**Instruction 1**
Could you extract the passage of the ERISA pension refund opinion that begins at the words "The trustees would" and stops after "(House of Lords).", copied word for word?
**Instruction 2**
Can you condense the paragraph of the ERISA pension refund opinion beginning "The starting point of our analysis" into a short list that keeps its main facts?
**Instruction 3**
Would you proceed with the ERISA pension refund opinion, picking up right after its last sentence?

# Start of Document excerpt

Although Reuther applied for a pension in December 1975, it was not until April 8, 1976, that the trustees denied the application. In justifying the denial, the trustees stated that Reuther was "an integral part of the management" and thus was neither entitled to service credit after 1965, the year he became a managerial employee, nor eligible for a pension. Denied the pension, Reuther demanded the refund of $12,320.12, an amount representing all contributions made by the company for the hours he had worked. The trustees offered him $1,686.22, a sum representing contributions made for the year ending April 5, 1976, but refused to refund the remainder on the ground that the application for the return of the contributions was barred by ERISA § 1103(c)(1)-(2)(A).
II.
ERISA provides for comprehensive federal regulation of employee pension plans. For the purposes of this case, certain statements of congressional findings and policy declarations assume special significance:
The starting point of our analysis is a recognition that two discrete issues confront us on appeal. The first is whether § 1103(c)(1)-(2)(A) applies retrospectively to bar the refund of contributions made before the effective date of the Act. The second issue concerns those contributions made by the corporate appellant after the effective date of ERISA; appellees concede that such an employer is entitled to the return of contributions, but only to the extent a claim is made "within one year after the payment of the contribution." 29 U.S.C. § 1103(c)(2)(A). Although the parties did not treat these as separate issues, we believe that they raise considerations necessitating separate treatment.
A.
We turn first to the question whether an employer may seek the return of contributions made to a "defined benefit" plan prior to the effective date of the Act on behalf of a named employee whom the trustees later find to be unqualified for pension benefits. The trustees' case stands or falls on the interpretation of one clause in the comprehensive statute: "a contribution which is made by an employer [may be returned] to the employer within one year after the payment of the contribution." (Emphasis added). The provision went into effect January 1, 1975.
The trustees would have us expand the congressionally expressed present tense of the copulative verb, "is", to the past tense, "was", or the present perfect tense, "has been", in order to encompass contributions made prior to the effective date of the Act. We believe that the plain meaning of the statutory language militates against this broad interpretation. Although we heed Learned Hand's admonition "not to make a fortress out of the dictionary", Cabell v. Markham, 148 F.2d 737, 739 (2d Cir. 1945), we must, in the Anglo-American tradition, respect Lord Atkinson's venerable advice that "[i]f the language of a statute be plain, admitting of only one meaning, the Legislature must be taken to have meant and intended what it has plainly expressed . . . ." Vacher & Sons, Ltd. v. London Society of Compositers [1913] A.C. 107, 121 (House of Lords).

# End of Document excerpt
# Start of Dataset

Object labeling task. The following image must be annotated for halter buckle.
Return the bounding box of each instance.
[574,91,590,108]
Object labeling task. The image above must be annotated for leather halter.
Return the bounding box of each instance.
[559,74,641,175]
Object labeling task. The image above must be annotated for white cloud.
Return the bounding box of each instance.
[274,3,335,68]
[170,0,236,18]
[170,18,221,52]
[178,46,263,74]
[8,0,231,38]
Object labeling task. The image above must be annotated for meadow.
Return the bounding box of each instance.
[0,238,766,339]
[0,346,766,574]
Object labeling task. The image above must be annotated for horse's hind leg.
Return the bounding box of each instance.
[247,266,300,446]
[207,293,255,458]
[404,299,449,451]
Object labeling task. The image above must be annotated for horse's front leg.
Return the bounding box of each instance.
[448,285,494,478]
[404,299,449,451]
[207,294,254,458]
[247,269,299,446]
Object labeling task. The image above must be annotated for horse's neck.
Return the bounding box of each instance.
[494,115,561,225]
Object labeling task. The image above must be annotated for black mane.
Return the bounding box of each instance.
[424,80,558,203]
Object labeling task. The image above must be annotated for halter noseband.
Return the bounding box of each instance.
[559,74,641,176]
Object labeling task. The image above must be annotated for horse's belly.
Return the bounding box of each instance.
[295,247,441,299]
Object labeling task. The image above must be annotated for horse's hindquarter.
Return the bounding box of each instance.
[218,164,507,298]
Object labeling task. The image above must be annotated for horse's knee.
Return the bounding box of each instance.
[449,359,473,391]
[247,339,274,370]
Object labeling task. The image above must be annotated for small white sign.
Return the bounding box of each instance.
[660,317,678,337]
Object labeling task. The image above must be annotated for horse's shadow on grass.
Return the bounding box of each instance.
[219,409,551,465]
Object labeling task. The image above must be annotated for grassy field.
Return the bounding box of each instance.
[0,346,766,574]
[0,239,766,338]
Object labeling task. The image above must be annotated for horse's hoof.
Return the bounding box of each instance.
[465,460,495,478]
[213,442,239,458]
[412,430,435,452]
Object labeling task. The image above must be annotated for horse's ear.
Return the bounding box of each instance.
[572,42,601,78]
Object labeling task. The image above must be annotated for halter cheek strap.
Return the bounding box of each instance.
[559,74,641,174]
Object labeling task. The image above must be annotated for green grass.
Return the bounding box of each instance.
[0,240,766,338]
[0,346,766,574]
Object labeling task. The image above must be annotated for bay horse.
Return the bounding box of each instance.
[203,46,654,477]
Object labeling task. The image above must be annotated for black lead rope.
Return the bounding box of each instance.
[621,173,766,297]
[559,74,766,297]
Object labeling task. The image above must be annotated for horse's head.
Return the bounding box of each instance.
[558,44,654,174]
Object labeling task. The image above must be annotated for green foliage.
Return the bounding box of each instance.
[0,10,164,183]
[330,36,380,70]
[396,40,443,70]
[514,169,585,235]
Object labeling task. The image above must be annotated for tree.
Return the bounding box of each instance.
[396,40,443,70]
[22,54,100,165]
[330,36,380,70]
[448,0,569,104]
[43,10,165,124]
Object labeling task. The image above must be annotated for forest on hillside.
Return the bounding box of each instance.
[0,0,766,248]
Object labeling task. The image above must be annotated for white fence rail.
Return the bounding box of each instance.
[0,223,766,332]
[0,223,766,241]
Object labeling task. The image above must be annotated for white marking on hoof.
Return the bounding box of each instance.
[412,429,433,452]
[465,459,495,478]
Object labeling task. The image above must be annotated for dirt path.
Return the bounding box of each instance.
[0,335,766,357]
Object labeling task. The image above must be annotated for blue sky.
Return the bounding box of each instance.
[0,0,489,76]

# End of Dataset

**Task output 1**
The trustees would have us expand the congressionally expressed present tense of the copulative verb, "is", to the past tense, "was", or the present perfect tense, "has been", in order to encompass contributions made prior to the effective date of the Act. We believe that the plain meaning of the statutory language militates against this broad interpretation. Although we heed Learned Hand's admonition "not to make a fortress out of the dictionary", Cabell v. Markham, 148 F.2d 737, 739 (2d Cir. 1945), we must, in the Anglo-American tradition, respect Lord Atkinson's venerable advice that "[i]f the language of a statute be plain, admitting of only one meaning, the Legislature must be taken to have meant and intended what it has plainly expressed . . . ." Vacher & Sons, Ltd. v. London Society of Compositers [1913] A.C. 107, 121 (House of Lords).

**Task output 2**
- The appeal presents two separate issues.
- First issue: whether § 1103(c)(1)-(2)(A) applies retrospectively to bar refunds of contributions made before the Act's effective date.
- Second issue: contributions the corporate appellant made after ERISA took effect. Appellees concede the employer may recover these, but only if the claim is made "within one year after the payment of the contribution" (29 U.S.C. § 1103(c)(2)(A)).
- The parties did not treat these as separate issues, but the court will address them separately.

**Task output 3**
We find even more formidable support for appellants' case when we examine the entire statutory schema for an understanding of Congress' intention as to acts, omissions or circumstances which arose prior to ERISA's effective date.
Any doubt as to this reading has been totally dissipated by a recent pronouncement of the Supreme Court in a case involving pre-ERISA activities in a pension plan similar to the one before us: "Because ERISA did not become effective until January 1, 1975, and expressly disclaims any effect with regard to events before that date, it does not apply to the facts of this case." E. I. Malone v. White Motor Corp., ___ U.S. ___, ___ n.1, 98 S.Ct. 1185, 1187 n.1, 55 L.Ed.2d 443 (1978) (emphasis added). See also Bacon v. Wong, 445 F.Supp. 1189 (N.D.Cal. 1978). The contributions of Reuther Material Co. before January 1, 1975, were surely "events before that date". Accordingly, we are satisfied that the district court erred in accepting the appellees' contention that § 1103(c)(1)-(2)(A) is relevant to a refund of contributions made prior to January 1, 1975.
B.
The second issue commanding our attention is the status of contributions made between January 1, 1975, the effective date of the Act, and April 5, 1975, the beginning date of the one-year period of contributions authorized for refund by the trustees. Chronology is significant. Application for the pension was made in December 1975; it was rejected on April 8, 1976. The claim for refund followed in April 1976, and the trustees' subsequent offer was predicated on the one-year period set forth in section 1103(c)(2)(A), to-wit, from April 1975 to April 1976. Had the trustees acted immediately on the pension request and decided the application in December 1975, Reuther Material Co. would not have made contributions from January to April 1976. The time lag between Reuther's application and the trustees' denial thus had a direct bearing on the denial of a refund of contribution paid from January 1975 to April 5, 1975.
Because Congress has emphasized "the equitable character" of the regulated pension plans, 29 U.S.C. § 1001(c), supra, we believe that equitable principles should be applied in this case. We are not persuaded that the December 1975 to April 1976 delay in reviewing the pension application can be attributed to Reuther. We are impressed that some action on the pension was initiated in December 1975, albeit by Andrew Reuther, and not the company. Under these unusual circumstances, we believe that the "equitable doctrine" of Holmberg v. Armbrecht, 327 U.S. 392, 397, 66 S.Ct. 582, 90 L.Ed. 743 (1946), should be considered.
While recognizing that the case before us does not involve fraud, we note that it does present a factual complex in which there was "no want of diligence or care" by appellants. Appellants did not discover that Andrew Reuther was not eligible for the pension until four months after the pension application; the date of determination of ineligibility, unlike the date of pension application, fell more than one year beyond the effective date of the Act. Under these circumstances, we believe that it would be congruent with the congressional emphasis on the "equitable character" of the pension plans to apply the Holmberg "equitable doctrine" here. We recognize that Holmberg is not, in John W. Salmond's formulation, "authoritative precedent", but it at least rises to the dignity of a "persuasive precedent".
III.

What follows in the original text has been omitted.